**原文:**
▼▼▼
自分に形勢が悪い時は、嘘をついてまで自己弁護をします。自分の気持ちや意志を、言葉にして伝えるのが苦手と
いうことで、アスペルガーやADHDと間違われることもあります。


具体的には、衝動的行動(自分の地位や立場を忘れてしまう)、白黒思考(どうでもよい問題まですべてダメ出し
してしまう)、対人関係の障害(表面に出る敵意と攻撃性)、慢性的な空虚感(相手が何を言っても受け入れない)
自己都合な主張(自分の都合や相手の欠点のみを主張する)などがありそのことが関係して自傷行為や薬物・アル
コール依存や自殺企図などの自己破壊行動へと進む場合があります。

さらに、その間にも怒り、空しさや寂しさ、見捨てられ感や自己否定感など、感情が次々に発生してくるため、自
分をコントロールできなくなるのが特徴です。気持ちがおさまった後では渦中の行為を反省し、後悔の念が激しく
襲ってきますが、時間の経過とともに同じことを繰り返す傾向があります。

本来、人間は成長していく中で、人それぞれの個性を獲得しながら発達していきます。明るい・ 前向き・陽気・い
いかげん・怒りっぽい・神経質・おおらかなど、本当にひとりひとり違う面を持っています。ところが、中にはそ
の一部分が極端に出すぎてしまい、社会生活を送る上で自分も含めた周囲の人々を困惑させる方が存在します。こ
うした人々のことを精神医学の分野では「人格(パーソナリティ)障害」と呼ぶようになりました。

パーソナリティ障害は下記に記載の通り種類がありますが、そのうち気分の波が激しく、感情が極めて不安定になり
強いイライラ感が抑えきれなくなるタイプの症状を「境界性パーソナリティ障害」と分類しています。若い女性に多
い症状だとといわれています。

「境界性」という言葉は、もともとは「神経症」と「統合失調症」という2つの心の病気の境界にある症状を示す
用語だったのですが、最近ではあまり意味を持たないようです。

うつやアダルトチルドレンはカウンセリングの原点ともいえるべき症状ですが、そのうち数パーセントがこの症状
だとも言われています。例えば、「強いイライラ感」は神経症的な症状で、「現実が認識できない」という症状は
統合失調症的なものです。

カウンセリングの場合は、最初はおとなしくしていても、慣れるにしたがって激しくカウンセラーを攻撃してくる
場合がありますので、不慣れな方は対応できずパニック状態となり、言われるままにクライエントの言うことを聞
いてしまうケースもあるようです。
▲▲▲
**やること:**
A. 次の(i)〜(iii)が原文の内容と合っているかを判断し、それぞれ「はい」か「いいえ」で答え、決め手となる原文の語句をそのまま引用すること。
(i) 「境界性」という言葉は、現在も大きな意味を持つ用語として使われている。
(ii) 気持ちがおさまった後には、渦中の行為を反省する。
(iii) 「強いイライラ感」は統合失調症的な症状とされている。
B. 原文をもとに、次の問いに答えること。
(i) 自分に形勢が悪い時には、どうするとされているか。
(ii) 個性の一部分が極端に出すぎて周囲の人々を困惑させる人々は、精神医学の分野で何と呼ばれるようになったか。
(iii) カウンセリングで、不慣れな方はどうなるケースがあるとされているか。
C. 原文の「パーソナリティ障害は下記に記」から「いてしまうケースもあるようです。」までを、一字一句変えずに書き写すこと。

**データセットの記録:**
▼▼▼
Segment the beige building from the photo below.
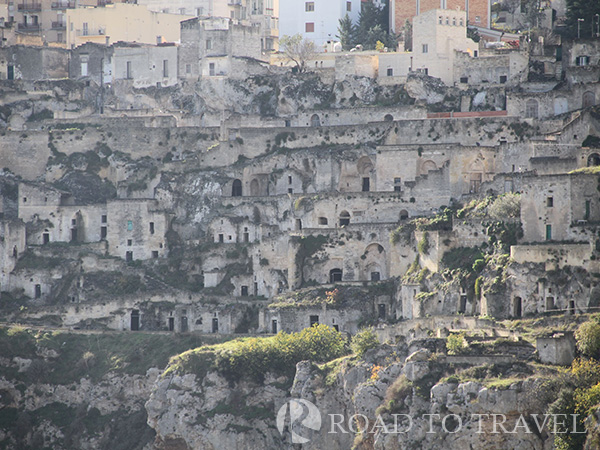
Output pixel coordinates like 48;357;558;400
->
412;9;478;84
0;0;122;47
66;3;192;48
137;0;279;51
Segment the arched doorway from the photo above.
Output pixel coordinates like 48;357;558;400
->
340;211;350;227
231;179;242;197
581;91;596;108
310;114;321;127
250;178;258;197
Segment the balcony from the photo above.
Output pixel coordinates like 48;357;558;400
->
17;3;42;12
17;23;40;33
75;28;106;37
50;2;75;10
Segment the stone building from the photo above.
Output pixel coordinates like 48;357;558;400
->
390;0;492;33
65;3;192;48
179;17;262;79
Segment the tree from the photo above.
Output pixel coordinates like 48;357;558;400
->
336;14;356;50
279;34;316;73
563;0;600;39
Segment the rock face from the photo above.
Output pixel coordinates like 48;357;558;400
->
146;342;552;450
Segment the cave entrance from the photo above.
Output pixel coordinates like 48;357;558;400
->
130;309;140;331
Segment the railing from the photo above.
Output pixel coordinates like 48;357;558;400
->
18;23;40;32
50;2;75;9
17;3;42;11
75;28;106;36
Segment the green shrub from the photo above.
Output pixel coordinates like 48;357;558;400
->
575;321;600;358
446;333;467;355
350;328;379;358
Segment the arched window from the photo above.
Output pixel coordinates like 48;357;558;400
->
231;179;242;197
250;178;258;197
340;211;350;227
588;153;600;167
329;269;343;283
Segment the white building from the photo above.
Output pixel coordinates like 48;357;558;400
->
279;0;361;49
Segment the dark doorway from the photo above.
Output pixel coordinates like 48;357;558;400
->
181;316;188;333
513;297;523;317
231;180;242;197
131;309;140;331
329;269;343;283
363;177;371;192
377;303;385;319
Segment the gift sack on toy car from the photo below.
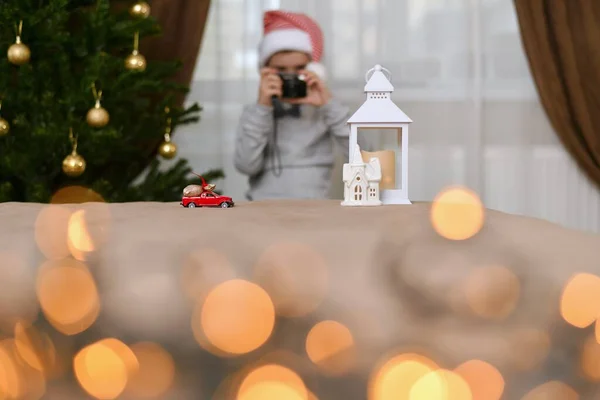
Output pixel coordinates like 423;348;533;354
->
183;185;202;197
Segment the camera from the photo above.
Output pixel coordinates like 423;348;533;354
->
279;72;306;99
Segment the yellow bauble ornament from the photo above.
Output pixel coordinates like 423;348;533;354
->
129;1;150;18
63;151;85;178
125;32;146;71
158;141;177;160
8;21;31;65
0;117;10;137
125;50;146;71
86;102;110;128
63;128;85;178
8;39;31;65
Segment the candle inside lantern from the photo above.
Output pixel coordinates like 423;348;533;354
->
360;150;396;190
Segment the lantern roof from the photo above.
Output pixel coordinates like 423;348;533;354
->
348;65;413;124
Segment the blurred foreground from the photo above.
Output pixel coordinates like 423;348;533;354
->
0;188;600;400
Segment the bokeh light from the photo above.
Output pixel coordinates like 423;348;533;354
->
580;335;600;382
15;321;56;375
67;203;111;261
560;273;600;328
510;328;551;371
254;242;329;317
126;342;175;399
464;266;521;320
409;370;450;400
237;364;308;400
368;353;443;400
35;205;71;260
68;210;94;261
237;381;307;400
0;251;39;332
521;381;579;400
181;248;236;301
0;339;26;399
50;186;104;204
431;187;484;240
36;258;100;335
454;360;505;400
192;279;275;355
306;321;356;375
73;339;137;400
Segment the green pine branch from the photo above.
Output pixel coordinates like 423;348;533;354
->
0;0;223;202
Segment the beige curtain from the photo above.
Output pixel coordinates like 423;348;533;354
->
514;0;600;187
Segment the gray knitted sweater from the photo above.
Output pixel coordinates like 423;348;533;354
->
234;99;349;200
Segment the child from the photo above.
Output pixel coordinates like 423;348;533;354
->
235;11;349;200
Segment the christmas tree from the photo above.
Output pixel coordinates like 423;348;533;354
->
0;0;222;202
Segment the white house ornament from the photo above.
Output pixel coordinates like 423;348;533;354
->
342;144;381;206
342;65;413;206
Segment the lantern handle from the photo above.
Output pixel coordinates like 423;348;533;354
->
365;64;392;82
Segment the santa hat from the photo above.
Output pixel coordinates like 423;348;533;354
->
258;10;325;79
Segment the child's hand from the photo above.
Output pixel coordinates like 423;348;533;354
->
289;70;331;107
258;68;283;107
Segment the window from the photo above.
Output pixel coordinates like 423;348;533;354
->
354;185;362;201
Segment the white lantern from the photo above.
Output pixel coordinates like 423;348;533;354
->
342;65;412;206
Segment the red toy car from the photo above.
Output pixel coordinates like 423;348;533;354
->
180;174;233;208
181;192;234;208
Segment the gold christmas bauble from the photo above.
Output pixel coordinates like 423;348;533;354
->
158;142;177;160
0;117;10;137
129;1;150;18
86;106;110;128
8;41;31;65
63;152;85;178
125;52;146;71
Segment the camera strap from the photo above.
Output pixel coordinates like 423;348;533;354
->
269;96;285;177
269;96;300;177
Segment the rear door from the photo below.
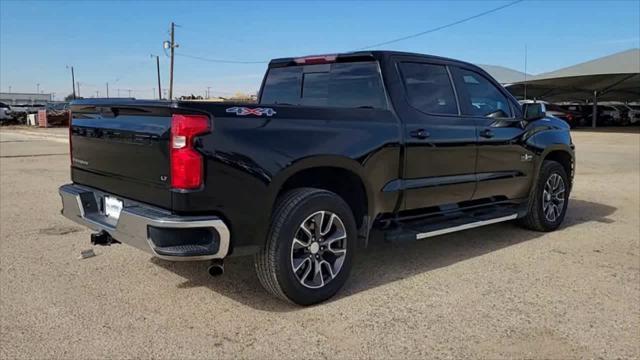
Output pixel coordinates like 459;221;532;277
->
396;57;476;210
452;66;534;200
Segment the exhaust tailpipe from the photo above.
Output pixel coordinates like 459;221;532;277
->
209;259;224;276
91;230;120;246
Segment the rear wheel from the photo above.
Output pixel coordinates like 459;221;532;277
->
255;188;357;305
520;160;570;231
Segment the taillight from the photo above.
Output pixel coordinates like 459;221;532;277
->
170;114;210;189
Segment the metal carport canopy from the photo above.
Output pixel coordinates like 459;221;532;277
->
507;49;640;126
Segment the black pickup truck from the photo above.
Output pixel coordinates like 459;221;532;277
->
59;51;574;305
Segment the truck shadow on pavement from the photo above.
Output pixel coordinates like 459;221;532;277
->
150;199;616;312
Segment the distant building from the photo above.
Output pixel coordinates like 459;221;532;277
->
0;92;53;105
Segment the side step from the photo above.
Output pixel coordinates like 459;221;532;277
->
384;208;518;242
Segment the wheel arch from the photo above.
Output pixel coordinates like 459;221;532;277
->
534;144;575;193
270;156;373;232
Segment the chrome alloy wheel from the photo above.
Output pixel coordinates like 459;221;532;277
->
291;211;347;289
542;173;565;222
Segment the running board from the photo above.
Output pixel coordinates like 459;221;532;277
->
416;214;518;240
384;207;518;242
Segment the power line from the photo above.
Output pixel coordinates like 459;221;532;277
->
165;0;524;64
356;0;524;50
176;53;269;64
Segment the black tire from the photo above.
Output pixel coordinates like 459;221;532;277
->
255;188;357;305
518;160;571;232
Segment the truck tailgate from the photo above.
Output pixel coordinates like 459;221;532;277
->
70;103;171;208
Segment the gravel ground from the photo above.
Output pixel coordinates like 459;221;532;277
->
0;129;640;359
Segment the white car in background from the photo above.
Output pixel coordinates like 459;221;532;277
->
0;103;13;121
625;104;640;124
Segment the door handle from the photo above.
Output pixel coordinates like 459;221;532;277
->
480;129;494;139
409;129;430;139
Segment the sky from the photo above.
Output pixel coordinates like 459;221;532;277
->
0;0;640;99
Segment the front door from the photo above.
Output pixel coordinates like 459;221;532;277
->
397;58;476;210
451;67;534;200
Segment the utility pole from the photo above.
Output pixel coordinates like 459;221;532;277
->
154;55;162;100
163;21;179;100
524;44;527;100
67;66;76;99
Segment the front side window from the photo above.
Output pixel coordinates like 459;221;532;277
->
260;61;387;109
455;68;511;118
400;62;458;115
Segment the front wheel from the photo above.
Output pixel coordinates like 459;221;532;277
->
255;188;357;305
520;160;570;231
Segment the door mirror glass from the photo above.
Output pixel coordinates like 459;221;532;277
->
522;103;545;121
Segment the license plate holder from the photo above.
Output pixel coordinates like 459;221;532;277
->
104;196;122;220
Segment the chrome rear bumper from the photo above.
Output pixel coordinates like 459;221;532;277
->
58;184;230;261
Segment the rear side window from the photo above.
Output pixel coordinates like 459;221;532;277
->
260;62;387;109
400;63;458;115
454;68;511;117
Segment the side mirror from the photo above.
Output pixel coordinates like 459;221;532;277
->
522;103;545;121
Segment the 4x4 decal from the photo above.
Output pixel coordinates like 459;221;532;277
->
227;106;276;116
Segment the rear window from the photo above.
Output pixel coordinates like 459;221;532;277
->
260;62;387;109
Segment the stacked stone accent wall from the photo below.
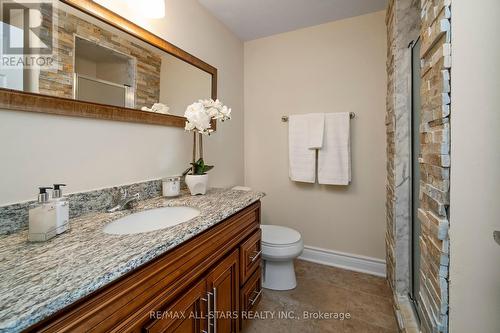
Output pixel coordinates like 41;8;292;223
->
418;0;451;332
38;10;161;108
385;0;396;290
385;0;451;333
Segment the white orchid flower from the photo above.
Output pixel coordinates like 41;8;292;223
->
184;99;231;135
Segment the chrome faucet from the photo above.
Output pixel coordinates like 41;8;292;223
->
107;190;140;213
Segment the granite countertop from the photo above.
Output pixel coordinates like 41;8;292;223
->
0;189;264;332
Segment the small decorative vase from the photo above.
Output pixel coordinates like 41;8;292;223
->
186;174;208;195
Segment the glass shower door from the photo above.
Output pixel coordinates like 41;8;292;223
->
410;39;421;312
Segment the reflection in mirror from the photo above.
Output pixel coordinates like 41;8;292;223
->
0;1;212;116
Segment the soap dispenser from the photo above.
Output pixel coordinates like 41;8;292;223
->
52;184;69;235
28;187;57;242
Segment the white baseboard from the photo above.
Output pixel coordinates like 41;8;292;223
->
299;246;386;277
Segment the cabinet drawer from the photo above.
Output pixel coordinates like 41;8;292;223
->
240;267;263;327
240;228;262;285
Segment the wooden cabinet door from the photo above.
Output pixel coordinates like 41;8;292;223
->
207;250;240;333
143;279;210;333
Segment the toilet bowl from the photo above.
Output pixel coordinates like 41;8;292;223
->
261;225;304;290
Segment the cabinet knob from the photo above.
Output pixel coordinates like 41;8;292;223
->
249;250;262;262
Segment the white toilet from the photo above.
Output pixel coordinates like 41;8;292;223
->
260;225;304;290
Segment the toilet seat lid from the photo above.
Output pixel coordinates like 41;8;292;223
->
260;224;301;245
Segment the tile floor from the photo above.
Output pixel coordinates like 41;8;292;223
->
243;260;398;333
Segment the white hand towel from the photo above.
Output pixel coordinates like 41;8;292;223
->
318;112;351;185
307;113;325;149
288;115;316;183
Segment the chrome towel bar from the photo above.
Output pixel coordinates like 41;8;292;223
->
281;112;356;123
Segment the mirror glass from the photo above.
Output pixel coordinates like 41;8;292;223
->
0;0;212;116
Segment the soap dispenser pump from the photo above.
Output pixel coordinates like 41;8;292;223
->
28;187;57;242
52;184;69;235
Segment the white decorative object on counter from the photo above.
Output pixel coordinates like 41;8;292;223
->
162;176;181;197
186;174;208;195
28;187;57;242
184;99;231;195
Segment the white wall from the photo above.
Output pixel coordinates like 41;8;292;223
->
244;11;386;258
0;0;244;205
450;0;500;333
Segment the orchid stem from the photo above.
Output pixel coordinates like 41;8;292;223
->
192;132;196;175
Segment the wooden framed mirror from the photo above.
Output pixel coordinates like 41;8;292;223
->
0;0;217;129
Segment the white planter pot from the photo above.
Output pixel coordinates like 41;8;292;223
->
186;174;208;195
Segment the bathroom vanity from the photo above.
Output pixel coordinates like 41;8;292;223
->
0;190;263;333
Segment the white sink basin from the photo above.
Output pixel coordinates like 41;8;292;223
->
104;207;200;235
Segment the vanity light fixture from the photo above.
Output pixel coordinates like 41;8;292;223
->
127;0;165;19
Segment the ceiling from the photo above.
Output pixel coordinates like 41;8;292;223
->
198;0;387;41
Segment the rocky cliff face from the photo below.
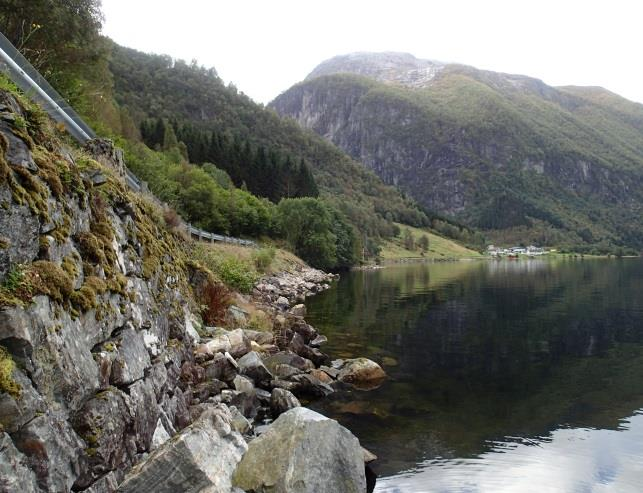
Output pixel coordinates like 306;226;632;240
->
0;92;211;492
0;87;382;493
271;53;643;248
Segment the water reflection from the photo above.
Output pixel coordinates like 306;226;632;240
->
309;259;643;492
375;414;643;493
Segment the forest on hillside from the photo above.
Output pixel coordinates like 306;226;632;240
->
0;0;480;269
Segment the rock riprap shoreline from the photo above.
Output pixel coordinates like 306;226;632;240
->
0;90;382;493
118;268;386;493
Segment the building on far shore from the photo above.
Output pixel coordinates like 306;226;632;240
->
487;245;548;257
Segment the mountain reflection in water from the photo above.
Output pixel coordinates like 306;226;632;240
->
307;259;643;493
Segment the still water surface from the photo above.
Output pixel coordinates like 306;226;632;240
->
307;259;643;493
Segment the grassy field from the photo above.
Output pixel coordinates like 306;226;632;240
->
380;224;482;262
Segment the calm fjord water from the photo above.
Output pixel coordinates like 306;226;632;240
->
307;259;643;493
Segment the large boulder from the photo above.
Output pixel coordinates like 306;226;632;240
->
233;407;366;493
118;406;247;493
0;433;40;493
337;358;386;385
10;412;85;491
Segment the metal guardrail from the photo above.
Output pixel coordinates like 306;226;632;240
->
0;28;257;246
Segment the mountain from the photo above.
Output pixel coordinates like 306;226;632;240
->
270;53;643;252
109;44;436;246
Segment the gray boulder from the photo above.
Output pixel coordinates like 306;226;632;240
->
0;433;40;493
110;328;152;385
237;351;273;386
203;353;237;382
270;388;301;418
118;406;247;493
12;413;85;491
233;407;366;493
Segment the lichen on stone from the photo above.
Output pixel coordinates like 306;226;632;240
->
0;346;21;398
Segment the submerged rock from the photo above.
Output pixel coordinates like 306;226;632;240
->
118;406;247;493
270;388;301;418
333;358;386;384
233;407;366;493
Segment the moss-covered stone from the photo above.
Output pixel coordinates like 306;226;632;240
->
0;346;21;398
30;260;73;303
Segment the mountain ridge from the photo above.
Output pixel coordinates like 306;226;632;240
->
270;54;643;251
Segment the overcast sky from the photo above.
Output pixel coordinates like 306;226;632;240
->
103;0;643;103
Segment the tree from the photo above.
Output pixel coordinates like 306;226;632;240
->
277;197;337;269
402;228;415;251
418;235;429;253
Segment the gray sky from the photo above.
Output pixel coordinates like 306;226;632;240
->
103;0;643;103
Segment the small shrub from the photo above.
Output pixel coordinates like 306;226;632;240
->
163;209;181;229
3;264;25;293
248;310;272;332
252;247;275;273
201;281;230;326
216;257;258;293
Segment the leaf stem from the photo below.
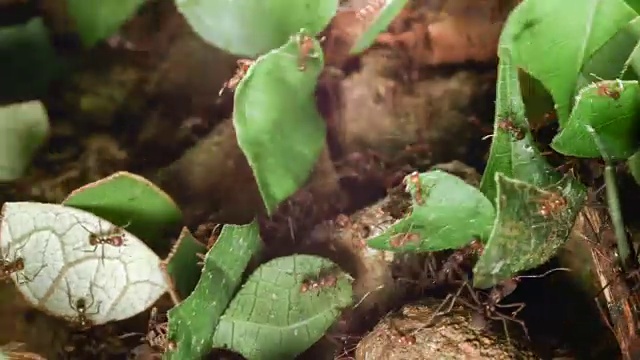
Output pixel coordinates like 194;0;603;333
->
604;162;631;270
587;125;631;270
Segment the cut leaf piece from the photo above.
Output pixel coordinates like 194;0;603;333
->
473;173;586;288
0;202;168;325
62;171;182;249
574;17;640;88
551;80;640;160
350;0;409;55
165;221;262;359
66;0;146;47
164;227;207;299
0;101;50;182
213;255;352;360
175;0;338;57
627;151;640;185
480;46;533;205
500;0;637;127
233;33;325;213
367;170;495;252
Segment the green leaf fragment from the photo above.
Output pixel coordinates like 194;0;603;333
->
574;17;640;86
500;0;637;126
67;0;146;47
367;170;495;252
175;0;338;57
164;227;207;299
213;255;353;360
627;151;640;185
473;173;586;288
350;0;409;55
233;33;326;213
551;80;640;159
165;221;262;360
62;171;182;249
0;101;50;181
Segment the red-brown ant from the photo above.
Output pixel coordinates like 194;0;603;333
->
65;278;101;330
143;307;176;353
300;269;338;293
0;243;47;284
436;237;484;284
498;118;525;140
389;232;420;248
596;81;622;100
356;0;387;21
538;192;567;218
403;171;424;205
453;268;570;340
218;59;255;96
78;219;129;262
298;34;314;71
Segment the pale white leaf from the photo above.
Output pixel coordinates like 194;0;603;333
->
0;202;168;325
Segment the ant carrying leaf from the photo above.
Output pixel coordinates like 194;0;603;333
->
0;242;47;285
78;218;130;264
64;278;102;330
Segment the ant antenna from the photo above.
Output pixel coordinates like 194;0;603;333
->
516;268;571;280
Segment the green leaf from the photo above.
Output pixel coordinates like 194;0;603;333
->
473;173;586;288
480;46;560;205
574;17;640;85
0;202;169;325
0;18;67;101
233;33;326;213
62;171;182;248
500;0;637;126
367;170;496;252
627;151;640;185
175;0;338;58
164;227;207;299
350;0;409;55
165;221;262;360
67;0;146;47
0;101;50;182
213;255;353;360
551;80;640;159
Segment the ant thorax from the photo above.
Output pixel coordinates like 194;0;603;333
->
537;192;567;218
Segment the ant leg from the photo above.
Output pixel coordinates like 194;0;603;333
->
16;264;47;285
496;302;527;317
▲▲▲
**解答:**
A.
(i) いいえ。「最近ではあまり意味を持たないようです」
(ii) はい。「気持ちがおさまった後では渦中の行為を反省し」
(iii) いいえ。「「強いイライラ感」は神経症的な症状で」

B.
(i) 嘘をついてまで自己弁護をする。
(ii) 「人格(パーソナリティ)障害」
(iii) 対応できずパニック状態となり、言われるままにクライエントの言うことを聞いてしまう。

C.
パーソナリティ障害は下記に記載の通り種類がありますが、そのうち気分の波が激しく、感情が極めて不安定になり
強いイライラ感が抑えきれなくなるタイプの症状を「境界性パーソナリティ障害」と分類しています。若い女性に多
い症状だとといわれています。

「境界性」という言葉は、もともとは「神経症」と「統合失調症」という2つの心の病気の境界にある症状を示す
用語だったのですが、最近ではあまり意味を持たないようです。

うつやアダルトチルドレンはカウンセリングの原点ともいえるべき症状ですが、そのうち数パーセントがこの症状
だとも言われています。例えば、「強いイライラ感」は神経症的な症状で、「現実が認識できない」という症状は
統合失調症的なものです。

カウンセリングの場合は、最初はおとなしくしていても、慣れるにしたがって激しくカウンセラーを攻撃してくる
場合がありますので、不慣れな方は対応できずパニック状態となり、言われるままにクライエントの言うことを聞
いてしまうケースもあるようです。